• _Given passage_
Jay Ash, Secretary of Housing and Economic Development, cited “highly educated workforce, our public supports for new technology discovery, and an unparalleled network of incubators, accelerators, and collaborative workspaces that nurture the growth of new, innovative companies” for creating the state’s dynamic innovation economy.
Travis McCready, President & CEO of the Massachusetts Life Sciences Center, called Massachusetts “the best place in the nation and the world for life sciences innovation,” adding, “through continued investment, we are developing a fully integrated ecosystem for life sciences product development, from discovery right through to commercialization and production.”
Tim Connelly, Executive Director of the Massachusetts Technology Collaborative, said, “To remain on top we’re continuing these investments, supporting public-private R&D projects focused on emerging technology sectors. Our hope is that the technologies developed and workers trained through these innovative projects will keep us at the top of the list for decades to come.”
Since January 2015, the Baker-Polito Administration has committed matching funds to public-private research partnerships in emerging technology clusters, in cyber security and data science, nano-printed smart sensors, and printed electronics. The Administration is collaborating with partners in higher education and private industry on three major federally-sponsored advanced manufacturing technology projects, including a national innovation institute in revolutionary fibers and textiles, and regional innovation institutes in flexible hybrid electronics, and integrated photonics. The Administration has also launched a comprehensive public-private cluster development initiative to advance the competitiveness of the Commonwealth’s emerging digital health industry.

• _Items_
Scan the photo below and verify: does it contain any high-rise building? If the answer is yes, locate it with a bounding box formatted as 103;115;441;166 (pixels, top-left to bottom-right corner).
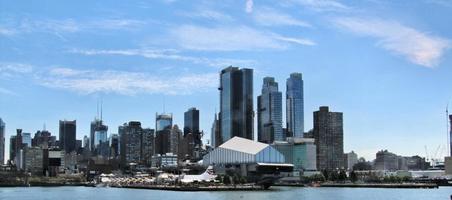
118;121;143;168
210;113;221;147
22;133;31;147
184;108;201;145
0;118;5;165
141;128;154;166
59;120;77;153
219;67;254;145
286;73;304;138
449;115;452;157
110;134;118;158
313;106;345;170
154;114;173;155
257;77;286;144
...
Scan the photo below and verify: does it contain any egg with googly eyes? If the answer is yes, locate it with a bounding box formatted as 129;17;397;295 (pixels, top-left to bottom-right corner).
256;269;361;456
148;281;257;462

• _Your goal_
Please rewrite the part of the Massachusetts innovation passage that opens with the words containing "Jay Ash, Secretary" and closes with "dynamic innovation economy.", putting "labor force" in place of "workforce".

• _Response to the exercise_
Jay Ash, Secretary of Housing and Economic Development, cited “highly educated labor force, our public supports for new technology discovery, and an unparalleled network of incubators, accelerators, and collaborative workspaces that nurture the growth of new, innovative companies” for creating the state’s dynamic innovation economy.